Instructions to follow
Copy out the rows below word for word, starting with the line that contains "Could you please outline every instance of the boat" and going on through the line that contains "[(76, 239), (150, 248), (117, 157), (58, 220)]". Set down those lines and no others.

Stored entries
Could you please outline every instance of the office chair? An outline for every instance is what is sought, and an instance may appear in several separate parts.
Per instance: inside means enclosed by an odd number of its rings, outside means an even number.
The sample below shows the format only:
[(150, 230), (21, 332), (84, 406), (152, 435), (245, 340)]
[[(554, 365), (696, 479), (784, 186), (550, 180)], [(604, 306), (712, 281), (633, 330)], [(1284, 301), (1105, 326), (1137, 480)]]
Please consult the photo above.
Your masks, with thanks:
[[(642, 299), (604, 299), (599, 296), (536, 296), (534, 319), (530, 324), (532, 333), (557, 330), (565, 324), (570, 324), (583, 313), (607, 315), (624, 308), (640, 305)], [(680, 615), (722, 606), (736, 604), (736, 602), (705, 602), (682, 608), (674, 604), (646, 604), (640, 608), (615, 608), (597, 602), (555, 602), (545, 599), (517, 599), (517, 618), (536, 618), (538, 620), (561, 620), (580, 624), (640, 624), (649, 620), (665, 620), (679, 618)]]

==

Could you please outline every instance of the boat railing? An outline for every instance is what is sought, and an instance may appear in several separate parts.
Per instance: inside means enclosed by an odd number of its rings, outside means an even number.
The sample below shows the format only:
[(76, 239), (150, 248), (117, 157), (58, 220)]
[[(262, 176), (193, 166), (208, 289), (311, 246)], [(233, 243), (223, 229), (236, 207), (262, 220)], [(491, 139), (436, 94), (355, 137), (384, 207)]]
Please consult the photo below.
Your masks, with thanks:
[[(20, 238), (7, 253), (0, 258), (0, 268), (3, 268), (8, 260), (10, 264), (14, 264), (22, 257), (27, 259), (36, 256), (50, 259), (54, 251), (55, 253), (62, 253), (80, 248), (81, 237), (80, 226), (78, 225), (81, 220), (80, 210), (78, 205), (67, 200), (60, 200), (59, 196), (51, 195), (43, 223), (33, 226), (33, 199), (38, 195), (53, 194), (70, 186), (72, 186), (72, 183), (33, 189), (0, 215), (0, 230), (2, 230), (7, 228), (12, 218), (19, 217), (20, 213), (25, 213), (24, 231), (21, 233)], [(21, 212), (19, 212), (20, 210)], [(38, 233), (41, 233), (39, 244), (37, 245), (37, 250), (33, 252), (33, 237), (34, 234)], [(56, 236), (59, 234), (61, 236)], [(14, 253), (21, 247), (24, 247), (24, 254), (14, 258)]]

Written reply
Could you please outline every instance of the boat railing? An outline for every instance is what is sought, and an instance may appear in several separate parts.
Per instance: inside means enclosed by an odd number of its rings, outside means an even number.
The sample below shows the format only:
[(76, 239), (150, 248), (117, 157), (58, 220)]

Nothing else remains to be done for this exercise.